[TASK STATEMENT]: Whatever appears in the entries must be given again exactly.

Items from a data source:
-- -- --
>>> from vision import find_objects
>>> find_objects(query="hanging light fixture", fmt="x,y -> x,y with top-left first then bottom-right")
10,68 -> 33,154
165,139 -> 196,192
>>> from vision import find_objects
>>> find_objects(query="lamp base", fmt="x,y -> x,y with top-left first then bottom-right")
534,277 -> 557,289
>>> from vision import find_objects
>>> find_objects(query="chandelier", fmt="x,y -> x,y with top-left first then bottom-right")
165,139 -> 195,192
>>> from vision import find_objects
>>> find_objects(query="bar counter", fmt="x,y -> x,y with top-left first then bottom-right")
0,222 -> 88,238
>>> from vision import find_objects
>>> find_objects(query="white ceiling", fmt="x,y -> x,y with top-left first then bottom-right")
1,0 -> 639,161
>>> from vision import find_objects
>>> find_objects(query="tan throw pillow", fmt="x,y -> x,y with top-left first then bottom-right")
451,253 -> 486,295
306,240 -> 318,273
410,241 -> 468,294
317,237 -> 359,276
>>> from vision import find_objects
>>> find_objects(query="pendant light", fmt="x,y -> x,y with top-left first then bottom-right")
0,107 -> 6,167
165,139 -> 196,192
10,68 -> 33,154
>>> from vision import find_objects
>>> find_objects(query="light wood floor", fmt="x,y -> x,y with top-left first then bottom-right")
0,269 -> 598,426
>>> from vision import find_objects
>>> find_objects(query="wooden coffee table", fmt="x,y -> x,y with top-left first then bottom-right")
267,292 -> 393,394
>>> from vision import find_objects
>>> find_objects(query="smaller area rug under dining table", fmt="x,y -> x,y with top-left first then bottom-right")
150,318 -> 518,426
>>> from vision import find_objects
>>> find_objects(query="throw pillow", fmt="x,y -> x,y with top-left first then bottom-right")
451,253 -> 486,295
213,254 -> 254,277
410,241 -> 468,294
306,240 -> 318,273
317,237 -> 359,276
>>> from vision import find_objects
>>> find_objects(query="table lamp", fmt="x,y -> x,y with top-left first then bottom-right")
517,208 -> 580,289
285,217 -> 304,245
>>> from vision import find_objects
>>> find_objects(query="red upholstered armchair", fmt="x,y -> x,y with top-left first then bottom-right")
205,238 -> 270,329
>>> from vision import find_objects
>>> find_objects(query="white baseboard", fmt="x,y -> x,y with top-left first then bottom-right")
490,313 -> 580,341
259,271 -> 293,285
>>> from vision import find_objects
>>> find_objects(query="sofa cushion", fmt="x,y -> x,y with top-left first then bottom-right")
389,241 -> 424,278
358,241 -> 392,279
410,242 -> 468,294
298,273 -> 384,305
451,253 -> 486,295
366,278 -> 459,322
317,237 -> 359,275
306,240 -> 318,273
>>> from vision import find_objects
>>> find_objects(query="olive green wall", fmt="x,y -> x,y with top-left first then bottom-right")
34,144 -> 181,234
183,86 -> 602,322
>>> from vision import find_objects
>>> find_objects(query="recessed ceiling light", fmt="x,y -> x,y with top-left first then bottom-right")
-- -- --
[OUTPUT OF THE TASK]:
>>> from vision import find_objects
>>> find_objects(query="hanging light fixture", fmt="x,y -> x,y with top-left first then bottom-right")
10,68 -> 33,154
165,139 -> 196,192
>>> from vision import find_objects
>>> find_objects(query="lamp base", fmt="x,y -> x,y with top-left first then bottom-right")
534,277 -> 557,289
>>> from vision import find_objects
>>> find_objects(query="chandelier", fmt="x,y -> x,y with top-left first then bottom-right")
165,139 -> 195,192
>>> from vision import find_objects
>>> find_objects(query="bar counter", fmt="x,y -> x,y with top-left first then bottom-right")
0,222 -> 88,238
>>> from vision import find_objects
>>> find_objects(query="white ceiling", fmt="x,y -> x,y with top-left first then bottom-right")
1,0 -> 639,161
>>> from vision import find_objects
>>> find_objects(query="tan throw pillow", fmt="x,y -> x,y with top-left first then bottom-right")
451,253 -> 486,295
306,240 -> 318,273
410,241 -> 468,294
317,237 -> 359,276
>>> from vision import find_objects
>>> find_objects(query="pendant light", fmt="x,y -> x,y with top-left first then bottom-right")
0,107 -> 6,167
165,139 -> 196,192
10,68 -> 33,154
>>> from vision import find_objects
>>> find_objects(query="light wood floor", fmt="x,y -> x,y with top-left first then bottom-right")
0,269 -> 598,426
>>> from vision import find_objects
>>> find_objects(query="wooden coffee table", fmt="x,y -> x,y with top-left first then bottom-right")
267,292 -> 393,394
>>> from vision import find_objects
>>> find_objects(query="smaller area rug under dining table", fmt="x,y -> x,y with top-left first then bottom-right")
150,318 -> 518,426
>>> from vision import find_objects
>>> find_objects(query="throw pillow", fmt="x,y -> x,y with top-left first then bottom-right")
451,253 -> 486,295
213,254 -> 254,277
410,241 -> 468,294
306,240 -> 318,273
317,237 -> 359,276
>>> from vision import find_objects
>>> find_objects(query="table lamp", fmt="x,y -> x,y with top-left first then bottom-right")
517,208 -> 580,289
285,217 -> 304,245
>>> from vision import find_objects
>>> find_objects(query="red upholstered armchair", fmt="x,y -> x,y with top-left first then bottom-right")
205,238 -> 270,329
>>> from vision import find_objects
>>> find_objects(query="white baseboard", fmt="x,y -> x,y with top-left first then bottom-right")
490,313 -> 580,341
259,271 -> 293,285
>>> from vision import find_objects
>>> find_objects(query="sofa cushion", fmt="x,y -> x,y with top-left first then bottom-right")
389,241 -> 424,278
358,241 -> 392,279
410,242 -> 468,294
298,273 -> 384,305
451,253 -> 486,295
366,278 -> 459,322
317,237 -> 359,275
306,240 -> 318,273
>>> from vision import find_objects
>>> find_objects(query="olive green wall", fmt="x,y -> x,y with top-left first then bottom-right")
34,144 -> 181,234
183,86 -> 602,322
>>> from vision import find_objects
>>> find_objects(query="recessed ceiling light", fmt="x,y -> x,y with top-left first then bottom-right")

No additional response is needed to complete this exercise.